Data items
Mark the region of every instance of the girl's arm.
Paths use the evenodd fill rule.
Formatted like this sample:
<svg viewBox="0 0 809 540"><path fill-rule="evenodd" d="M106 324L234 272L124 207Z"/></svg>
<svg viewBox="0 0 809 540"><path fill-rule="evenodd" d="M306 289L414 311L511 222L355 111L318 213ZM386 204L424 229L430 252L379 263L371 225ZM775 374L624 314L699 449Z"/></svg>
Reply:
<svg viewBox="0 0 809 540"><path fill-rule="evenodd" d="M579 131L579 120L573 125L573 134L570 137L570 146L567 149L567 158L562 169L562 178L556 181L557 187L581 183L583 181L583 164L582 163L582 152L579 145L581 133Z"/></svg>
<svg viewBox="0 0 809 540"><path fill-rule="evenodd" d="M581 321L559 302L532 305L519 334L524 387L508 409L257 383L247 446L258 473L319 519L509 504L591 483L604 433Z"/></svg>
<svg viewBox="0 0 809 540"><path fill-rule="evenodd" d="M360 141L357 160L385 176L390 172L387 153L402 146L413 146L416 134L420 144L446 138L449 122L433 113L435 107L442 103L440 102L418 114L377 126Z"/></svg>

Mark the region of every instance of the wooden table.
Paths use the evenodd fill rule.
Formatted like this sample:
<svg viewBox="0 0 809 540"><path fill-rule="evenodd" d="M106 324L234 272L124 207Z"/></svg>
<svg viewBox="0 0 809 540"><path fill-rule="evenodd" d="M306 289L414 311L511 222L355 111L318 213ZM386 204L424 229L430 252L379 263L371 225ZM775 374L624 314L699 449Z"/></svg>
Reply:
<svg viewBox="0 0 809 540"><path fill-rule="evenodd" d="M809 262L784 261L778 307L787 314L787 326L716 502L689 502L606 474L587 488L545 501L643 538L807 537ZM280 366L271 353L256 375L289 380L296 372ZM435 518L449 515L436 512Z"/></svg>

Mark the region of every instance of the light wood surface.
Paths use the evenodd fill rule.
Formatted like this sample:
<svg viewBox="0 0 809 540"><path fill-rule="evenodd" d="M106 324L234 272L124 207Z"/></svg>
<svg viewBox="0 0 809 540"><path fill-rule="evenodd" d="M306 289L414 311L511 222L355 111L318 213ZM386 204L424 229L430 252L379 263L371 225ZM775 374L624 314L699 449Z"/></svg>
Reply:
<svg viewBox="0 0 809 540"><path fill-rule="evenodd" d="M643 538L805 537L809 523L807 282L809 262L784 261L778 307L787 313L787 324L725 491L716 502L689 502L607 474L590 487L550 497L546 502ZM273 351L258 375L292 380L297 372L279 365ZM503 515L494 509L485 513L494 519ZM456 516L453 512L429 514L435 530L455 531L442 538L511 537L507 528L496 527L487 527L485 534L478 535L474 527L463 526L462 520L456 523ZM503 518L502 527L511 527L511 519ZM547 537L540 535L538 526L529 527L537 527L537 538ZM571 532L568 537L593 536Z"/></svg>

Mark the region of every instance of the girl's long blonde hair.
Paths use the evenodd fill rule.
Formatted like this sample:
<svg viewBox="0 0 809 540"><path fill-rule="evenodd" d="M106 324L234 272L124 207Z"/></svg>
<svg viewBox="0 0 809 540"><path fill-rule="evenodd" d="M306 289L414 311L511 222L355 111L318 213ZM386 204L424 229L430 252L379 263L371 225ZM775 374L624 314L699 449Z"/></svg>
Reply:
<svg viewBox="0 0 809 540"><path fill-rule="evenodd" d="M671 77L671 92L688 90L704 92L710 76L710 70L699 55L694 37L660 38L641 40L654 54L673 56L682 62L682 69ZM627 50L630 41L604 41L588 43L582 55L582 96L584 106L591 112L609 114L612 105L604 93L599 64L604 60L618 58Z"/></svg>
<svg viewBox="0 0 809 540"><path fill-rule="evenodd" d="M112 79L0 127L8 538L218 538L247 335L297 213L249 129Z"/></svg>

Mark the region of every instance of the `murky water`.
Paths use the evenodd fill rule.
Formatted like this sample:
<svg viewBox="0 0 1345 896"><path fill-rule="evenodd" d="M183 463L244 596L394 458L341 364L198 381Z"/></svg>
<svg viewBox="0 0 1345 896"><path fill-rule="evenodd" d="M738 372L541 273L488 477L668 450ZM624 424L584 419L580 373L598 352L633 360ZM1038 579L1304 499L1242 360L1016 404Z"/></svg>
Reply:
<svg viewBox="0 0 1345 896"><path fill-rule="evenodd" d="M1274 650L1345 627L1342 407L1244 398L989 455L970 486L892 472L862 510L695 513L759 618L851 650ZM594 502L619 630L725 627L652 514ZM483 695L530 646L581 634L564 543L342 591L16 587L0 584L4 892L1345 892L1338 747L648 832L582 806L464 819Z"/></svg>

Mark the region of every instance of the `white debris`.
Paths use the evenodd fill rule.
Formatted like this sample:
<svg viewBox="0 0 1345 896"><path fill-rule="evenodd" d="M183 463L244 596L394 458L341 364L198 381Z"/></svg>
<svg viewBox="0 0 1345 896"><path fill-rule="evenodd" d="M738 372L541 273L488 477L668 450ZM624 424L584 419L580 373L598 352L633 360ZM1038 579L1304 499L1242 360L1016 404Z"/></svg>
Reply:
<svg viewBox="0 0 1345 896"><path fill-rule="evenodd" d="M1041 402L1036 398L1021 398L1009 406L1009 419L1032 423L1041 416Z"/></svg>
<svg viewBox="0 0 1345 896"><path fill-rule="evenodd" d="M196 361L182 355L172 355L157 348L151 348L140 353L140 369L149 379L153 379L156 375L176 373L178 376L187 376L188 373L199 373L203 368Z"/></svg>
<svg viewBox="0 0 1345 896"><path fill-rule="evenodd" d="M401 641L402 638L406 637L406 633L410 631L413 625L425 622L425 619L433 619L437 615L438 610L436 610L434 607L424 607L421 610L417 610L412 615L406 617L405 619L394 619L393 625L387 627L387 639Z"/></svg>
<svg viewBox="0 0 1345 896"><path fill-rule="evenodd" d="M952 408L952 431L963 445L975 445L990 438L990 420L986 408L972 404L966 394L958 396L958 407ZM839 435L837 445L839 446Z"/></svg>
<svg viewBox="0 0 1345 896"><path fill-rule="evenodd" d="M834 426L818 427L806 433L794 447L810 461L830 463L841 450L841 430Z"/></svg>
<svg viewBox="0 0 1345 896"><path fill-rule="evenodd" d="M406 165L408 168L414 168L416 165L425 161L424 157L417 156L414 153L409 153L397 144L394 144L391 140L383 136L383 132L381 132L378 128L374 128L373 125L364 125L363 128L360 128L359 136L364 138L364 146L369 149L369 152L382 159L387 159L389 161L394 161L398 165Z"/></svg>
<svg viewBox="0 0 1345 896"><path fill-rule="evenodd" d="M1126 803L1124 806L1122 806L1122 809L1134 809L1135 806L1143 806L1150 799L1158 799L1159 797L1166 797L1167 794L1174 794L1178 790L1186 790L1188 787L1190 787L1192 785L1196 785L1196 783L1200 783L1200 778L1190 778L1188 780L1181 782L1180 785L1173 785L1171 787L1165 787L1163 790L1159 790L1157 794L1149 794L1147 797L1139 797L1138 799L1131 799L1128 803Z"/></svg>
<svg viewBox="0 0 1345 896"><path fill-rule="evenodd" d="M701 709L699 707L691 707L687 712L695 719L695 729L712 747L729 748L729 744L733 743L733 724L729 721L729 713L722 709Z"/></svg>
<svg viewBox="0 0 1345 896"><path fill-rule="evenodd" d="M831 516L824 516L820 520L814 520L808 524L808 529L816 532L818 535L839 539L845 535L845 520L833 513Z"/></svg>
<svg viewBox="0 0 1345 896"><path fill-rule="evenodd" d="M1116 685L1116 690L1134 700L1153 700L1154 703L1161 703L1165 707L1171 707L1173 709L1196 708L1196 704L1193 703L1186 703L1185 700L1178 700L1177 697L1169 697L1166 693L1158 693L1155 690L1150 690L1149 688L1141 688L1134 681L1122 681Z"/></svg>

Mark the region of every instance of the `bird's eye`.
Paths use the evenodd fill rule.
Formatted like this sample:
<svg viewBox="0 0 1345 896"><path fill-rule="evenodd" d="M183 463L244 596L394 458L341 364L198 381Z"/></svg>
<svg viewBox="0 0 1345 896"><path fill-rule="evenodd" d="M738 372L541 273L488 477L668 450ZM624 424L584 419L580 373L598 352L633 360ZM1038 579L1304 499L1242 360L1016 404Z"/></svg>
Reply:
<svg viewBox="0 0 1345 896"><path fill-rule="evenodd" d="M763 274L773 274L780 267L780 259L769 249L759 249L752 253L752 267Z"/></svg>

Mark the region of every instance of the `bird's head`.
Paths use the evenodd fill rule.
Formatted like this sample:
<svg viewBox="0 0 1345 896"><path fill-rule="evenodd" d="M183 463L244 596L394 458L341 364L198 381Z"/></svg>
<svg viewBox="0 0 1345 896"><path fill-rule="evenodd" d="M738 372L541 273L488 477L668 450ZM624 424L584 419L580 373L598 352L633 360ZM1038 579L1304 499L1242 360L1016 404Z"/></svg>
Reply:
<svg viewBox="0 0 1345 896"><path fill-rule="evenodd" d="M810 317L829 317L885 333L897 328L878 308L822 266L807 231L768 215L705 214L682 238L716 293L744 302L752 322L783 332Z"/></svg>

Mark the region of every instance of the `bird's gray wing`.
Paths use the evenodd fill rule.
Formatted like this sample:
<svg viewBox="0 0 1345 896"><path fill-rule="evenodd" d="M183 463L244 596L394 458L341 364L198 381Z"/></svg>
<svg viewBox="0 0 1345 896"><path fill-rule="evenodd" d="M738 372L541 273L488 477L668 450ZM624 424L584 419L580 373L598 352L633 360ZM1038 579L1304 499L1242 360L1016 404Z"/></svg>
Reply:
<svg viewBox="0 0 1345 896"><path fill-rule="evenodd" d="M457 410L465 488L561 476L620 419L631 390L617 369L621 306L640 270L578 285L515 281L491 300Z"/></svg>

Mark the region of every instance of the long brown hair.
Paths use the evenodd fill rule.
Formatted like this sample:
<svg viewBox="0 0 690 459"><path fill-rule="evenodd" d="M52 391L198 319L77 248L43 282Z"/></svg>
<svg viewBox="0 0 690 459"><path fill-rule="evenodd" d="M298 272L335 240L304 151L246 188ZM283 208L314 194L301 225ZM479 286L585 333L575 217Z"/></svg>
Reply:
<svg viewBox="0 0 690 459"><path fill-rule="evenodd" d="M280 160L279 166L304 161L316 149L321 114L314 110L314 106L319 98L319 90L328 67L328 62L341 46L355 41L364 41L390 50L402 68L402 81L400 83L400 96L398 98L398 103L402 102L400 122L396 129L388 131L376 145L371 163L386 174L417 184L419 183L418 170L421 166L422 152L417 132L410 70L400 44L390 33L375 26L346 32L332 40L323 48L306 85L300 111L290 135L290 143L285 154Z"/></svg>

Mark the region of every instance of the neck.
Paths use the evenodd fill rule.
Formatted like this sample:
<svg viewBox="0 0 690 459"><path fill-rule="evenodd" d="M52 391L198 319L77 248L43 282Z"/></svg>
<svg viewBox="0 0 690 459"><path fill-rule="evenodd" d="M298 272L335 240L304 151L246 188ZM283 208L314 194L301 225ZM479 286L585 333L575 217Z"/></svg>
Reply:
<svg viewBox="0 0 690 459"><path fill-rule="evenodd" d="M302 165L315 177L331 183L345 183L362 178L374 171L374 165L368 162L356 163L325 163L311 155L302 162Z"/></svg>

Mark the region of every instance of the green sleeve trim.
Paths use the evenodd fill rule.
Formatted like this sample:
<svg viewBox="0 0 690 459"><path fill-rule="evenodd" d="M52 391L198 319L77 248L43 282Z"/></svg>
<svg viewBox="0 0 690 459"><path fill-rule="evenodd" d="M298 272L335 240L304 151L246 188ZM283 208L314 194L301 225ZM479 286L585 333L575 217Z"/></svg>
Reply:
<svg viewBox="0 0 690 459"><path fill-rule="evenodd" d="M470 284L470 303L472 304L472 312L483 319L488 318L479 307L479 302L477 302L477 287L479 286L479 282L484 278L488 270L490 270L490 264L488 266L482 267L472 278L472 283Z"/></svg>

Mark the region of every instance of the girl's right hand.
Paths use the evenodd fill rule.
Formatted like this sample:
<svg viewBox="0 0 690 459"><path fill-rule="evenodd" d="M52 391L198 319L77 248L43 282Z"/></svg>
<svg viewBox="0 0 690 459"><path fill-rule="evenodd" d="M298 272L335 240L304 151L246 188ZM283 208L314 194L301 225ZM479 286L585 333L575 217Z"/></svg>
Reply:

> **TASK TO CARRY OUT**:
Repeat the lines above verbatim, from the line that contains "Mark the region of every instance of the long" through the line that contains "160L279 166L304 161L316", both included.

> **OUTPUT**:
Mark the region of every instance of the long brown hair.
Paths use the evenodd fill rule.
Formatted like this sample:
<svg viewBox="0 0 690 459"><path fill-rule="evenodd" d="M52 391L198 319L77 248L43 282Z"/></svg>
<svg viewBox="0 0 690 459"><path fill-rule="evenodd" d="M298 272L335 240L304 151L246 188ZM283 208L314 194L301 225ZM479 286L585 333L575 217Z"/></svg>
Reply:
<svg viewBox="0 0 690 459"><path fill-rule="evenodd" d="M280 160L279 166L304 161L316 149L321 114L314 110L314 106L319 98L319 90L328 67L328 62L341 46L355 41L364 41L390 50L402 68L402 81L400 83L400 96L398 98L398 103L402 102L400 122L396 129L388 131L376 145L371 163L386 174L417 184L419 183L418 170L421 166L422 152L417 132L410 70L400 44L390 33L375 26L346 32L332 40L323 48L306 85L300 111L290 135L290 143L285 154Z"/></svg>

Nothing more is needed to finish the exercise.